Instructions to follow —
Only lines with the string "finger" should be returned from the data below.
== Data for the task
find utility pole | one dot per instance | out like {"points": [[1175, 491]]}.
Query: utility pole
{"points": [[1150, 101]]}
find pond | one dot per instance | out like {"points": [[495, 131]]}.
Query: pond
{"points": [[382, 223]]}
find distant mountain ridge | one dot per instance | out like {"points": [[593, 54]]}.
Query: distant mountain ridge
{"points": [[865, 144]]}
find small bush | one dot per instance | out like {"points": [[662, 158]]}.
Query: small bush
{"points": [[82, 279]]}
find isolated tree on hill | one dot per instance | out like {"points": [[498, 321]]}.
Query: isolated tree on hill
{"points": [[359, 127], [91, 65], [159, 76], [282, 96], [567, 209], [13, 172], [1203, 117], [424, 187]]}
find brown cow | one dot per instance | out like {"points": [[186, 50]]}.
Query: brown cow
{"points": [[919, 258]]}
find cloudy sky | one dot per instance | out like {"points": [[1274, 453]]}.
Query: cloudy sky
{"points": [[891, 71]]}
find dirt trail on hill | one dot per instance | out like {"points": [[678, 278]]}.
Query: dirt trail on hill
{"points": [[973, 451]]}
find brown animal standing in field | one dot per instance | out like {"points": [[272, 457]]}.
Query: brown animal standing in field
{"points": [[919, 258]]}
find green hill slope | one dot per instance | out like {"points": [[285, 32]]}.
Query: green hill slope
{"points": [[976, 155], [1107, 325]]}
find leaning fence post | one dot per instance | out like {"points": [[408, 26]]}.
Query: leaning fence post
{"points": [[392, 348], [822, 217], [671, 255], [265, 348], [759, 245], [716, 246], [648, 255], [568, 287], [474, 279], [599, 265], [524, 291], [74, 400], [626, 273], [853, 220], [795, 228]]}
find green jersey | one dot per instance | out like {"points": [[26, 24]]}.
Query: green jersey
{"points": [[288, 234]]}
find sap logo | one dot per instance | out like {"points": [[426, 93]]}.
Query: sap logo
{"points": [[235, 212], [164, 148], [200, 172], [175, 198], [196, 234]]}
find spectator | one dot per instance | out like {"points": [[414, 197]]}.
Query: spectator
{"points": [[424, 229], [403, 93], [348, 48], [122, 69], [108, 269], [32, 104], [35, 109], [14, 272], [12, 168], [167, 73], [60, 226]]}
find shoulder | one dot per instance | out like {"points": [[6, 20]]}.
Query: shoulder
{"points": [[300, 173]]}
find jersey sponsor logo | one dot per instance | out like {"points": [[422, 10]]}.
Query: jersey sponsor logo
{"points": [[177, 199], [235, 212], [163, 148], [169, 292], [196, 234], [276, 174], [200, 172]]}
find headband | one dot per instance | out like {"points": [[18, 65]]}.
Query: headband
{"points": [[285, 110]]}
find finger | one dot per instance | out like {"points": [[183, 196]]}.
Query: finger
====
Response —
find finger | one dot per instance | out like {"points": [[183, 196]]}.
Query: finger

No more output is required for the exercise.